## Directions
Write out, character for character, the line containing "For each instance of the tiled" and all lines after it up to the end of the listing.

## Entries shown
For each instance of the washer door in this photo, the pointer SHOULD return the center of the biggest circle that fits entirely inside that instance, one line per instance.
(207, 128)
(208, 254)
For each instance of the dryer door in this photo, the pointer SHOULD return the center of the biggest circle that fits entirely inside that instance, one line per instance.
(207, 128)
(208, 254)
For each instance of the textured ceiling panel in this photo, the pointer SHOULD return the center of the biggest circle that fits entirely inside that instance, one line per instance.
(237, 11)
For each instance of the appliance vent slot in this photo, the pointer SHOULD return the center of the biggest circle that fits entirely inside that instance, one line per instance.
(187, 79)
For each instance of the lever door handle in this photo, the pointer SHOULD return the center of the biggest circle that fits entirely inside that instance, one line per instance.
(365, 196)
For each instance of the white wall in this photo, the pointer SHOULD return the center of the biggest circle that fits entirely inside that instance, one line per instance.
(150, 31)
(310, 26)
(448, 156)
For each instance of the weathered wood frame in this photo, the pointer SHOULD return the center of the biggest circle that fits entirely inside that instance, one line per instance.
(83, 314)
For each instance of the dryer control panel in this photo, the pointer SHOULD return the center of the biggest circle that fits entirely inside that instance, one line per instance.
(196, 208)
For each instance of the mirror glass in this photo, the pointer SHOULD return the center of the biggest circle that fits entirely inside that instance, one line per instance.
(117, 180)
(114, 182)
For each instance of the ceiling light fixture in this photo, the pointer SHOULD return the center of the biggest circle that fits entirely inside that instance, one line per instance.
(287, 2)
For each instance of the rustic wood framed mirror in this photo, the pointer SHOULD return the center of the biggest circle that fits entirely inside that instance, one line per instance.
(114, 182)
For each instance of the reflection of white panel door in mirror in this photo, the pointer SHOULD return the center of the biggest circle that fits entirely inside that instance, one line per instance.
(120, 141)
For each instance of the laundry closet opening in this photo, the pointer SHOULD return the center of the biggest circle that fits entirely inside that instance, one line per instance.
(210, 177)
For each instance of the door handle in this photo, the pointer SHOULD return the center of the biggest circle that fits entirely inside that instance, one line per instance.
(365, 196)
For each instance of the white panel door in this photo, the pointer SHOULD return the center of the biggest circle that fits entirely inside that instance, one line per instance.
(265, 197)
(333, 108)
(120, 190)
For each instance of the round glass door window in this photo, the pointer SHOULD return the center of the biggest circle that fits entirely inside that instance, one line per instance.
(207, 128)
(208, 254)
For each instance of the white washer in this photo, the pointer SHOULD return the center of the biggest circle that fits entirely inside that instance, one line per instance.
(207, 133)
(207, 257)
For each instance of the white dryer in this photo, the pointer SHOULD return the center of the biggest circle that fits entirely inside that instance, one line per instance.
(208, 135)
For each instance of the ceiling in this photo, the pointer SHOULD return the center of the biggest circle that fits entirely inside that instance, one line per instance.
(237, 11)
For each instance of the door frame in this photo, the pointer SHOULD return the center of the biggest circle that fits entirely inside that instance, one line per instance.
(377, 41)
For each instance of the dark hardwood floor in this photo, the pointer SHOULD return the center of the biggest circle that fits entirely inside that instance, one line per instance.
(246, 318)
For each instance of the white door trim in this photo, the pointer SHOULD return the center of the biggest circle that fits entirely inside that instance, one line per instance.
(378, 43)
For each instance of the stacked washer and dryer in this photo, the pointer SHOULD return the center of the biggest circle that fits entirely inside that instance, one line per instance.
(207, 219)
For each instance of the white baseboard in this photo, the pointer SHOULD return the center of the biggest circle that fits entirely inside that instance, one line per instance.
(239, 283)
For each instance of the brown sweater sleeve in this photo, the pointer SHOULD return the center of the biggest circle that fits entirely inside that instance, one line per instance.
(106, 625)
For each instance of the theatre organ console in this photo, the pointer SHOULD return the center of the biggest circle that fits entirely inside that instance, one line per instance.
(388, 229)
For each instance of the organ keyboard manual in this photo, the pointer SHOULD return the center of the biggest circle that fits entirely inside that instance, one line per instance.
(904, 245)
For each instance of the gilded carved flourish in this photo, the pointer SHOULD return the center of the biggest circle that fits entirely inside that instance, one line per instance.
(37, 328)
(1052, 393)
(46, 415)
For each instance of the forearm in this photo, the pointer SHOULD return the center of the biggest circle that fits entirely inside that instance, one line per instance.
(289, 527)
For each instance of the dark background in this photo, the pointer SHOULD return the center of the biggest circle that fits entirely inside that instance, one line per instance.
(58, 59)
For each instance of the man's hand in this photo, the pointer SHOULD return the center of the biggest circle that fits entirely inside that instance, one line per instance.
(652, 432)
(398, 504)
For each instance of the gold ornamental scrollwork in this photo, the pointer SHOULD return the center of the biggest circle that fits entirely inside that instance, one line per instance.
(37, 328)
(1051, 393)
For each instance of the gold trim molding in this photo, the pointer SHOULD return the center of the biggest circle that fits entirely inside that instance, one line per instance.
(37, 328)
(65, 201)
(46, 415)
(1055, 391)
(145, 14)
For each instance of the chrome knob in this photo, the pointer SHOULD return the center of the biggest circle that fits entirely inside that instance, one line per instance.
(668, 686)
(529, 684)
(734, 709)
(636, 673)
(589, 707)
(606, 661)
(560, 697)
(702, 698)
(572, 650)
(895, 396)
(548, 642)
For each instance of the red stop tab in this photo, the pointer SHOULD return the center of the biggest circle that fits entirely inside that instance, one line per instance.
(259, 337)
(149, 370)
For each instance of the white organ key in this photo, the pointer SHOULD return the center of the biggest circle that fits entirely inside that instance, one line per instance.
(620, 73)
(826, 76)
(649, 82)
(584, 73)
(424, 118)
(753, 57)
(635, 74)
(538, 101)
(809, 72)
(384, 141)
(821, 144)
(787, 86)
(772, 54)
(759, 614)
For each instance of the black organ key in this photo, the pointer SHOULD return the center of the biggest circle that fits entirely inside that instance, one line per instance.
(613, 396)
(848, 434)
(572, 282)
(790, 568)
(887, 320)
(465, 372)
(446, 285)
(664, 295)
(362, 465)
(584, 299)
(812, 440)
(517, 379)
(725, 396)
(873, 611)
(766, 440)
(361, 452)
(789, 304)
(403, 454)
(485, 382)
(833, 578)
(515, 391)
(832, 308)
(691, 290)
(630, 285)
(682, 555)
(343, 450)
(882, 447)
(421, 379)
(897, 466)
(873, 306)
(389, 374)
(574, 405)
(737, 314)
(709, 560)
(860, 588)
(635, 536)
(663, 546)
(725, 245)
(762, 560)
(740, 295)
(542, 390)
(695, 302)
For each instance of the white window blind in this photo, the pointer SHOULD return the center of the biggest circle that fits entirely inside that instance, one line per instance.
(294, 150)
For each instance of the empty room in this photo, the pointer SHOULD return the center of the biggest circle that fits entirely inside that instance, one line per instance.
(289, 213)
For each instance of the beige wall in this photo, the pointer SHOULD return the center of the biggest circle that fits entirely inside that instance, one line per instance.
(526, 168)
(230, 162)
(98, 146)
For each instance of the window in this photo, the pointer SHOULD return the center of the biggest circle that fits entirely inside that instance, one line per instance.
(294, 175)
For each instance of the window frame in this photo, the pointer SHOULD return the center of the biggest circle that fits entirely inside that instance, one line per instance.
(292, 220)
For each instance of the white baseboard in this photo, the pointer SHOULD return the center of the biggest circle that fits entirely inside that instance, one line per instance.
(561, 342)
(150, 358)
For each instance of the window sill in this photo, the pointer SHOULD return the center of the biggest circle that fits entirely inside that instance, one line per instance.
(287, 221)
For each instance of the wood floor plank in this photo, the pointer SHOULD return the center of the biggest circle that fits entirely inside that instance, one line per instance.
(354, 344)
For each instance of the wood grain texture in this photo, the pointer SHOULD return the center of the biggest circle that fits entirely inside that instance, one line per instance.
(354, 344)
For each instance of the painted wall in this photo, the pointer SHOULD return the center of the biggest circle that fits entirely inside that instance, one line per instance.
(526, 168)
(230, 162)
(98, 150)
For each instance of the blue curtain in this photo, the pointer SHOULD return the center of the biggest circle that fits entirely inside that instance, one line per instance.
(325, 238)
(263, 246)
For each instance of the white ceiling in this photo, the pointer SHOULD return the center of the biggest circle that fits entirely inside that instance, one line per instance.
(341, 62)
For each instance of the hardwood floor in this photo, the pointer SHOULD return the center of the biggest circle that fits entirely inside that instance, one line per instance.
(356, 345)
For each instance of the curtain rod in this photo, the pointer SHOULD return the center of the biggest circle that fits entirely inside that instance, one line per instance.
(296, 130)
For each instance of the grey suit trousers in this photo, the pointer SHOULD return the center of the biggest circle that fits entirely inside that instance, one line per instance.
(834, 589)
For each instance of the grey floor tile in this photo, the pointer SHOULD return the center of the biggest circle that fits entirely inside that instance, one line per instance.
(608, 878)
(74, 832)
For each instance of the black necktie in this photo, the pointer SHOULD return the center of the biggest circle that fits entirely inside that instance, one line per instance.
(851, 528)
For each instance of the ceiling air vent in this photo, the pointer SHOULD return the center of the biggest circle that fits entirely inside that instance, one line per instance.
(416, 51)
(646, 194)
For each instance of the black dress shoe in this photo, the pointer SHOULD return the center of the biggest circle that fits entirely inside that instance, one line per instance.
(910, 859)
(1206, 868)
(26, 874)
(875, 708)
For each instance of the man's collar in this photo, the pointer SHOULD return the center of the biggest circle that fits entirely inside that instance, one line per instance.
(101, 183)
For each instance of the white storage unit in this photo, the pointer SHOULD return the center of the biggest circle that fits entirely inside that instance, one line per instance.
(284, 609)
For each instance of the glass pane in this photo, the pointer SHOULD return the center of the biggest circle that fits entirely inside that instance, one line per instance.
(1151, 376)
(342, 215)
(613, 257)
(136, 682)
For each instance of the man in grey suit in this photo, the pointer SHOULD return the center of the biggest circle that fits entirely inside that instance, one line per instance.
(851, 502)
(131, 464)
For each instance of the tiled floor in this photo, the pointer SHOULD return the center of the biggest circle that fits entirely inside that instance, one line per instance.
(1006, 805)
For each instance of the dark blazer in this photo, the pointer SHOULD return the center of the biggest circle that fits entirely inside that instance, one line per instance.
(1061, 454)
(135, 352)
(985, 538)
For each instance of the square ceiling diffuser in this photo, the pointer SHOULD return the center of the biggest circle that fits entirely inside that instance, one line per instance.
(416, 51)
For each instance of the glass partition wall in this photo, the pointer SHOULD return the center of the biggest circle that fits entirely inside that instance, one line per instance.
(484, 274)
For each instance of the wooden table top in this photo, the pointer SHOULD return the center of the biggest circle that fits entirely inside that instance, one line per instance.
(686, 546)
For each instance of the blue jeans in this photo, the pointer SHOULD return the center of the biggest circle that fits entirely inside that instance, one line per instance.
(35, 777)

## The response
For each instance of the tiled floor in this photo, the pointer SHOULD return the center of the biggest circle that fits entirely inside that instance, one line per instance.
(1006, 805)
For each instance of the dark blazer in this photo, the pointer SHOULD return the center of the biggest circle that fits entirely inside that instance, one line per instance.
(1061, 454)
(135, 352)
(985, 538)
For each instance of the square ceiling diffuser in this photo, the pointer SHOULD return the center of the biggest circle that fits entirely inside that instance, one line per instance.
(416, 51)
For each instance of the glass partition wall in this photo, the pointer SHOULD return the center of the biggest circle that fits entirely inside that instance, one line per instance.
(484, 274)
For each instance of the wooden table top in this photo, the pointer SHOULD return the center of the biggest circle that fits entirely inside that instance, one line per instance.
(686, 546)
For each instance of the blue jeans in this photo, the pointer SHOULD return the center of the biggest circle that fits entirely inside that instance, one line per instance.
(35, 777)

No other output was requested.